WHAT YOU NEED TO DO
In the entries below, go to the line containing "Point out the white car" and repeat it along with every later line, exactly.

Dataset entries
- Opening Delimiter -

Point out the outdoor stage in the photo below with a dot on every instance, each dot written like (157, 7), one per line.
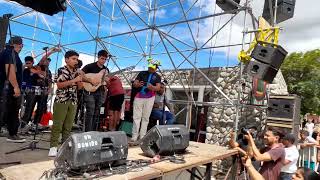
(197, 154)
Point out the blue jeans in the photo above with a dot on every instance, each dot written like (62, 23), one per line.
(93, 102)
(168, 116)
(286, 176)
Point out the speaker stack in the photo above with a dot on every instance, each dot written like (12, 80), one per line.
(284, 112)
(4, 23)
(165, 140)
(91, 150)
(267, 59)
(285, 10)
(49, 7)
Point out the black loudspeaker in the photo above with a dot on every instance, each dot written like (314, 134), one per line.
(281, 108)
(270, 54)
(49, 7)
(284, 112)
(4, 23)
(91, 150)
(165, 140)
(285, 10)
(228, 5)
(261, 71)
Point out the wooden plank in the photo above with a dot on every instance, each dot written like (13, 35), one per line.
(35, 170)
(197, 154)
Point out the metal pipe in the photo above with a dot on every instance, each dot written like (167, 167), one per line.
(130, 27)
(32, 26)
(21, 15)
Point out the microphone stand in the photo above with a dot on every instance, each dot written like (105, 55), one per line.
(4, 93)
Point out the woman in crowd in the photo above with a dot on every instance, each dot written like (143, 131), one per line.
(301, 174)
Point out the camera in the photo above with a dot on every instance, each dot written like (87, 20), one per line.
(244, 131)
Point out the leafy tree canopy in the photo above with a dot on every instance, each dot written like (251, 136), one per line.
(302, 74)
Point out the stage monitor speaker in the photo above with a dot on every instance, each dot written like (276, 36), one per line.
(285, 10)
(165, 140)
(91, 150)
(4, 22)
(261, 71)
(49, 7)
(270, 54)
(228, 5)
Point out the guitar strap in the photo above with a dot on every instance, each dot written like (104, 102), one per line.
(145, 86)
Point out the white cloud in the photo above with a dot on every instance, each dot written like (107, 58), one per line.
(299, 32)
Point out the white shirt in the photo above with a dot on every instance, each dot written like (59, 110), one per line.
(309, 152)
(292, 154)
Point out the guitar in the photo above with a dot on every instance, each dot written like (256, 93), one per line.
(101, 75)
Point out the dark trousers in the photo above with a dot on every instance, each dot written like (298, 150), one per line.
(80, 108)
(11, 113)
(31, 100)
(93, 102)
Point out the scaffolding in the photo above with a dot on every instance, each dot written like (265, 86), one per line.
(133, 30)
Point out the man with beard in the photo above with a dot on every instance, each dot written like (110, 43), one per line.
(40, 89)
(272, 155)
(10, 87)
(65, 103)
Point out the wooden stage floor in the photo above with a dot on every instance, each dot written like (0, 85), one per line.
(36, 162)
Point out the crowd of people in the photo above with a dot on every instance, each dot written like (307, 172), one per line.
(80, 92)
(278, 157)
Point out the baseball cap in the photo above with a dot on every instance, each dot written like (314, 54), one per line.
(15, 40)
(290, 137)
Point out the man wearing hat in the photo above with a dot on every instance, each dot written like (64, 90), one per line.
(11, 70)
(147, 83)
(42, 87)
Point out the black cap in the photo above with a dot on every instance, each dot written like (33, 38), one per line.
(15, 40)
(290, 137)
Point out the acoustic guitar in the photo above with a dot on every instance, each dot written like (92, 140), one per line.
(101, 75)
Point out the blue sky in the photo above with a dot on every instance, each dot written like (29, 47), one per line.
(170, 11)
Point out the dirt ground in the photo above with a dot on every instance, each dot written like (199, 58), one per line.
(25, 156)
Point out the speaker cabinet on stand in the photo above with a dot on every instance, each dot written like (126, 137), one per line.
(165, 140)
(284, 112)
(285, 10)
(267, 59)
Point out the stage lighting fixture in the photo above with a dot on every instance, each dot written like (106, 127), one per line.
(49, 7)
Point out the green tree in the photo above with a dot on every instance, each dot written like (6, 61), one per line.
(302, 74)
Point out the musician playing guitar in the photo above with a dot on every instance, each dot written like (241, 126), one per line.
(40, 88)
(94, 97)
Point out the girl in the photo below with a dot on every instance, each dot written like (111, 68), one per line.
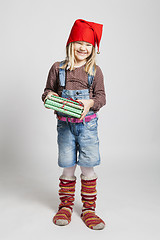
(79, 78)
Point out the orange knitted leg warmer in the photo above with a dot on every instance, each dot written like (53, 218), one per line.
(89, 196)
(66, 193)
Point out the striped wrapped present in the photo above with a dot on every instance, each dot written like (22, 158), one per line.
(68, 106)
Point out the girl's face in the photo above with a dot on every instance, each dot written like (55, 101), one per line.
(82, 50)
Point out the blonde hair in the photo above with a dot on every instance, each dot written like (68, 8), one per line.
(70, 60)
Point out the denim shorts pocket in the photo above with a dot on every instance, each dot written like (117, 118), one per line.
(92, 125)
(60, 124)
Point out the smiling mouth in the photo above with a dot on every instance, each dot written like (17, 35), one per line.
(81, 53)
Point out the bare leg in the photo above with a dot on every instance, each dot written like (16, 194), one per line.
(87, 171)
(69, 171)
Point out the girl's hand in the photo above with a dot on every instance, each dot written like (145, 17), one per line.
(50, 94)
(87, 105)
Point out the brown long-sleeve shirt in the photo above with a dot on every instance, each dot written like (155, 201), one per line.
(77, 80)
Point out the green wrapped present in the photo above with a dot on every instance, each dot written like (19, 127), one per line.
(67, 106)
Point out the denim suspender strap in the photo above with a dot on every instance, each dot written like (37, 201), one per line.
(62, 73)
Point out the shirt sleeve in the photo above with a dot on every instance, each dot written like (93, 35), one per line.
(51, 84)
(98, 91)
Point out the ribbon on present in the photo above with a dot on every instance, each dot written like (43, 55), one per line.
(68, 106)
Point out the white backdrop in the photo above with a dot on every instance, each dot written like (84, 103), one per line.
(33, 37)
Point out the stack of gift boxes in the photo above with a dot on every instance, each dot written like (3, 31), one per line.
(68, 106)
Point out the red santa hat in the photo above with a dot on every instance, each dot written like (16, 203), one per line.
(86, 31)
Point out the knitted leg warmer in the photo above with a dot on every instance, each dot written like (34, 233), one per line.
(89, 196)
(66, 194)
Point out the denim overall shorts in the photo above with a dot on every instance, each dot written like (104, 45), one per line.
(78, 143)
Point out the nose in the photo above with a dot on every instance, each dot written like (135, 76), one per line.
(82, 47)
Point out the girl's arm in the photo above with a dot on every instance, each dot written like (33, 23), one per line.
(98, 91)
(51, 84)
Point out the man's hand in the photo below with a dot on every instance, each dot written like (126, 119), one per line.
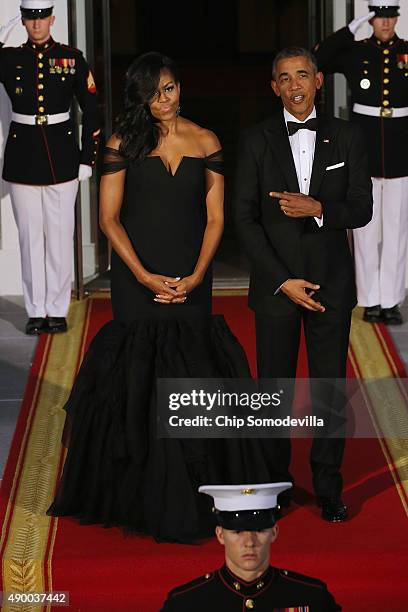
(6, 29)
(297, 204)
(359, 21)
(295, 289)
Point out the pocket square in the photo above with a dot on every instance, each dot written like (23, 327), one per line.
(340, 165)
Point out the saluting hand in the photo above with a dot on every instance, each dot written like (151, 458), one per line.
(297, 204)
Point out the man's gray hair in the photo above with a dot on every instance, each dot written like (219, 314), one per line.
(293, 52)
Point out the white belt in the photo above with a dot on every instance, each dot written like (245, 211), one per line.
(380, 111)
(40, 119)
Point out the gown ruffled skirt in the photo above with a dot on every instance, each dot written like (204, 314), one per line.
(117, 471)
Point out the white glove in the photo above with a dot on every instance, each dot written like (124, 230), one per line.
(85, 172)
(359, 21)
(6, 29)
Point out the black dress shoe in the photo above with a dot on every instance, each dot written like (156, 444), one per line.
(333, 510)
(36, 326)
(56, 325)
(392, 316)
(372, 314)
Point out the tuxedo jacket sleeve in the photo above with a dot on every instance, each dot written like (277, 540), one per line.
(248, 214)
(281, 247)
(355, 210)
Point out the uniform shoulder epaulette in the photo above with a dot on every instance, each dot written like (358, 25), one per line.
(193, 584)
(302, 578)
(73, 49)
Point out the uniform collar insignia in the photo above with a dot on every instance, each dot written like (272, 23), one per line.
(382, 44)
(42, 47)
(243, 588)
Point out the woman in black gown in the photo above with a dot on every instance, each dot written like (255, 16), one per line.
(161, 207)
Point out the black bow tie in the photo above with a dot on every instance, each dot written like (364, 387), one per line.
(293, 126)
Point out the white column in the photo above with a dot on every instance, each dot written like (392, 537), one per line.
(340, 83)
(10, 273)
(88, 247)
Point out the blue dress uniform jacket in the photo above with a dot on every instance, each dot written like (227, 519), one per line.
(276, 590)
(377, 74)
(43, 80)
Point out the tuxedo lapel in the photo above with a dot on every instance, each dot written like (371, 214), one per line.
(277, 136)
(325, 138)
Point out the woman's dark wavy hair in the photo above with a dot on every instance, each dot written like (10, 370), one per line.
(136, 127)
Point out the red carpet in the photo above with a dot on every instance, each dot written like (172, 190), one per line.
(363, 561)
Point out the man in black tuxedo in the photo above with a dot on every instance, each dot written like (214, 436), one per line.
(302, 181)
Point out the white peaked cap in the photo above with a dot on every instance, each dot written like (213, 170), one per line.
(37, 4)
(235, 498)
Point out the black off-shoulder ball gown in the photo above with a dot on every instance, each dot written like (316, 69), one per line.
(117, 472)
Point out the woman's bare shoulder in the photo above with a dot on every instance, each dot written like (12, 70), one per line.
(207, 140)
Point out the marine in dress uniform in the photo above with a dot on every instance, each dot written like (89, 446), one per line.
(249, 510)
(377, 72)
(42, 160)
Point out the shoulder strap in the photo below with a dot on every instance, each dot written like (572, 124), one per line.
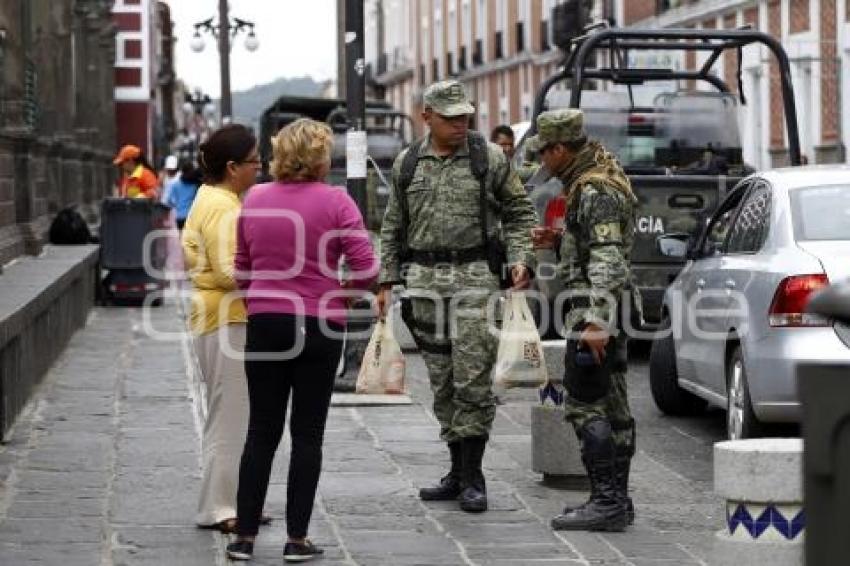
(479, 160)
(405, 177)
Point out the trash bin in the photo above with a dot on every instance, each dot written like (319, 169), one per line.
(133, 271)
(824, 391)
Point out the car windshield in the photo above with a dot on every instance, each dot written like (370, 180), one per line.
(821, 213)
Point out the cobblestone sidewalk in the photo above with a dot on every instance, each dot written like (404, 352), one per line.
(102, 470)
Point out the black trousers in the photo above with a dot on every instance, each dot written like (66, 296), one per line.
(307, 377)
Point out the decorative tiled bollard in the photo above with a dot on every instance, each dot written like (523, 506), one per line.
(555, 451)
(761, 480)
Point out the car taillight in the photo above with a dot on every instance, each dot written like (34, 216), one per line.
(790, 300)
(556, 210)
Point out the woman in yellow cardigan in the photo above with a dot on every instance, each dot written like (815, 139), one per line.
(230, 163)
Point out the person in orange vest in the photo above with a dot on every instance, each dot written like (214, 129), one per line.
(138, 180)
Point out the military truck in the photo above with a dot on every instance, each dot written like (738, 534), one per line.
(388, 131)
(680, 148)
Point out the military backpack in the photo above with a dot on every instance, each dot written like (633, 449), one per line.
(479, 163)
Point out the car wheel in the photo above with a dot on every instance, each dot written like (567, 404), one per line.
(741, 421)
(664, 379)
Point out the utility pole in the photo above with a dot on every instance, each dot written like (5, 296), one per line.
(355, 90)
(224, 60)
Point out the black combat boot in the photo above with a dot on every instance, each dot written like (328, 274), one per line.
(605, 510)
(622, 465)
(473, 497)
(449, 487)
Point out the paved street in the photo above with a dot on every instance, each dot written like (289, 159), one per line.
(103, 470)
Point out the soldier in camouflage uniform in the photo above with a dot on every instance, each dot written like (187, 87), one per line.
(595, 267)
(438, 253)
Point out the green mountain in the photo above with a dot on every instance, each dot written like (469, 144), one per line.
(249, 104)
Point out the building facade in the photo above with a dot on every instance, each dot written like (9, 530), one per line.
(500, 49)
(504, 49)
(57, 128)
(144, 76)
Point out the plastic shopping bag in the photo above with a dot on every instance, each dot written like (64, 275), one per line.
(519, 361)
(383, 367)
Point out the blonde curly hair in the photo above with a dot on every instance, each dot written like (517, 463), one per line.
(300, 150)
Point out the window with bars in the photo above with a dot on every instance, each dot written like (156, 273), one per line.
(750, 229)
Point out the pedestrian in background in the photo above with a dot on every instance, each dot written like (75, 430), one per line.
(169, 175)
(217, 320)
(183, 192)
(291, 235)
(434, 225)
(138, 179)
(503, 136)
(594, 262)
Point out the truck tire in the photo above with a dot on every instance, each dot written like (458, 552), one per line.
(664, 380)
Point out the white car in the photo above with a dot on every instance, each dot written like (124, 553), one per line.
(734, 324)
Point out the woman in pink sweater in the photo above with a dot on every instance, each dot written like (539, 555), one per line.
(291, 235)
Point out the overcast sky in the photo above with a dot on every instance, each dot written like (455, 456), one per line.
(297, 38)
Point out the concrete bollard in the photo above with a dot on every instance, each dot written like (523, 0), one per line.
(761, 480)
(555, 450)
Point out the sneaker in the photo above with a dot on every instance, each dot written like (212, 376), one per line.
(240, 550)
(300, 552)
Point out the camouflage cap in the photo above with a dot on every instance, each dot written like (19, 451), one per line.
(448, 98)
(557, 126)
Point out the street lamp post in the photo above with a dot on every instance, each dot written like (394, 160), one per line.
(224, 31)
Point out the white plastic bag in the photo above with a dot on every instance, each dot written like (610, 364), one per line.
(519, 361)
(383, 367)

- Closing Delimiter -

RESULT OF THE TASK
Point out the white car in the photo above with a dot on every instance, each dot written like (124, 553), one per line.
(734, 324)
Point out the woman in pink sweater in the photo above with a dot on every instance, each dot written like (539, 555), one per line.
(291, 235)
Point out the overcast sky in the photo above with a dot on every instance, each dot written like (455, 456), one per line.
(297, 38)
Point out the concrete bollard in the photo above with a dot on every instance, each dot written like (523, 0), one per line.
(761, 480)
(555, 450)
Point out the sneaker in the photo above with a dot on every instance, each dot written like (212, 376), one per line.
(240, 550)
(300, 552)
Point out the camouflage cap in the photo above with a dot on every instance, each dot written like (19, 451), one per line.
(448, 98)
(557, 126)
Point out the street lamp post in the photo above with a dot on every instance, each dot written like (394, 160), one per line.
(224, 31)
Point out the white plastic bag in the photo above with a dot on every instance, each dot written like (610, 364), one per line.
(519, 361)
(383, 367)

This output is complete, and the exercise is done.